**TASK OBJECTIVE:**
Copy every one of the rows below verbatim, in the same order and without any change.

**EXTRACTED DATA:**
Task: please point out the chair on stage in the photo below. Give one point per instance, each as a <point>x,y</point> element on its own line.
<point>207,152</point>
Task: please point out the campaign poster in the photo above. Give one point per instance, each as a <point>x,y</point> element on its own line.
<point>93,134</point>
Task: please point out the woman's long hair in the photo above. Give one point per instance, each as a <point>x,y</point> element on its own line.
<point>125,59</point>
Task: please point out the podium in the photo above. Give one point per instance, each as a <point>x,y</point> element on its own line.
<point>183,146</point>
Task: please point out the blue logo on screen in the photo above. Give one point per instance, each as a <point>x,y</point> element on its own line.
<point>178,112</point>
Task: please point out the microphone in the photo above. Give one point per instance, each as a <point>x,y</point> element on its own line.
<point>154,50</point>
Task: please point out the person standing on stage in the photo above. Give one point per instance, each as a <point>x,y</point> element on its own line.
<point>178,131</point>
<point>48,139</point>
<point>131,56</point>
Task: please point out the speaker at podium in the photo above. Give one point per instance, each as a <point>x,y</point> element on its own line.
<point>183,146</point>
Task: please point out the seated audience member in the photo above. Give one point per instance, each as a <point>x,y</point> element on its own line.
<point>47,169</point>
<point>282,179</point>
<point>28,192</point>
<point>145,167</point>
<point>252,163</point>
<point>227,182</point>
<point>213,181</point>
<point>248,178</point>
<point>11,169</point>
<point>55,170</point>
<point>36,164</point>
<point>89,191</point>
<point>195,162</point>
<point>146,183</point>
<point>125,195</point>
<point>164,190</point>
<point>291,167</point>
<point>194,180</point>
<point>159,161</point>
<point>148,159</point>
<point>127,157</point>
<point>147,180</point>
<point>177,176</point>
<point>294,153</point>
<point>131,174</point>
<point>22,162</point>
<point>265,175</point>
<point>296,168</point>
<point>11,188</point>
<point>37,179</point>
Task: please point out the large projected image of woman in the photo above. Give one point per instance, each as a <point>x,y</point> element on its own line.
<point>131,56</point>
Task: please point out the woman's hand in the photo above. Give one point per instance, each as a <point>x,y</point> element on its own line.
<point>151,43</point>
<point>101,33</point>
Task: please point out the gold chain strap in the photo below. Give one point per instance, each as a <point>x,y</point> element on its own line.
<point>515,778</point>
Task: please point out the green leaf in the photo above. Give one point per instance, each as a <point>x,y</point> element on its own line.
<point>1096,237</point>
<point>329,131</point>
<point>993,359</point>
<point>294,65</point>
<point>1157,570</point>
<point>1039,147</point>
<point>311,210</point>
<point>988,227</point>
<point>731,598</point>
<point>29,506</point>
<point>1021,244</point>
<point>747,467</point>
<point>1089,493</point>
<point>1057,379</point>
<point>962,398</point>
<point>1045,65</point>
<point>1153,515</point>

**FINAL ANSWER:**
Task: please point out the chair on stage in the photo below. Give one point per instance, each as a <point>x,y</point> element on its own line.
<point>207,152</point>
Task: please point out the campaign poster in the photo above. Give one point per instance, each as a <point>x,y</point> element on its own line.
<point>93,134</point>
Task: please point out the woman's long hair in the photo above. Give one point per instance, each as a <point>x,y</point> element on its own line.
<point>125,59</point>
Task: please point out the podium in the photo above. Give one point per instance, each as a <point>x,y</point> element on its own line.
<point>183,146</point>
Task: please point out the blue logo on screen in the photo above. Give one point per instance, each as a <point>x,y</point> element on its own line.
<point>178,112</point>
Task: please point out the microphone in the photo above. Give one point per instance, each as a <point>x,y</point> element on its own line.
<point>154,50</point>
Task: please point out the person standing on stage in the photo above. Give one point per instance, each as a <point>x,y</point> element on its own line.
<point>178,131</point>
<point>48,139</point>
<point>131,56</point>
Task: please point out the speaker at podium in the photo above. Give one point per instance, each as a <point>x,y</point> element on its own line.
<point>183,146</point>
Task: please point out the seated audience member in the photo above. Give one point per instance, each as a <point>x,y</point> element on its own line.
<point>47,169</point>
<point>282,179</point>
<point>28,192</point>
<point>145,167</point>
<point>252,163</point>
<point>227,182</point>
<point>213,181</point>
<point>248,178</point>
<point>11,169</point>
<point>55,170</point>
<point>36,164</point>
<point>89,191</point>
<point>195,162</point>
<point>146,183</point>
<point>125,195</point>
<point>164,190</point>
<point>291,167</point>
<point>194,180</point>
<point>159,161</point>
<point>148,159</point>
<point>127,157</point>
<point>147,180</point>
<point>177,176</point>
<point>294,153</point>
<point>131,174</point>
<point>22,162</point>
<point>265,175</point>
<point>296,168</point>
<point>11,188</point>
<point>37,179</point>
Task: please point out the large projected image of woman in the photo above. Give one point per instance, each as a <point>x,y</point> element on its own line.
<point>131,56</point>
Task: please point out the woman's hand in the photo above. Give one point per instance, each as a <point>x,y</point> element on its own line.
<point>151,43</point>
<point>101,33</point>
Task: please point out the gold chain strap in the photo below. Give one point per instance, each as a <point>x,y</point> element on its own line.
<point>515,778</point>
Task: please point out the green leaf in the photo above. Give one point per instance, each as a <point>x,y</point> element on its own line.
<point>1096,237</point>
<point>329,131</point>
<point>993,359</point>
<point>294,65</point>
<point>1157,570</point>
<point>1039,147</point>
<point>311,210</point>
<point>988,227</point>
<point>731,598</point>
<point>29,506</point>
<point>1021,244</point>
<point>747,467</point>
<point>1089,493</point>
<point>1057,379</point>
<point>962,398</point>
<point>1045,65</point>
<point>1153,515</point>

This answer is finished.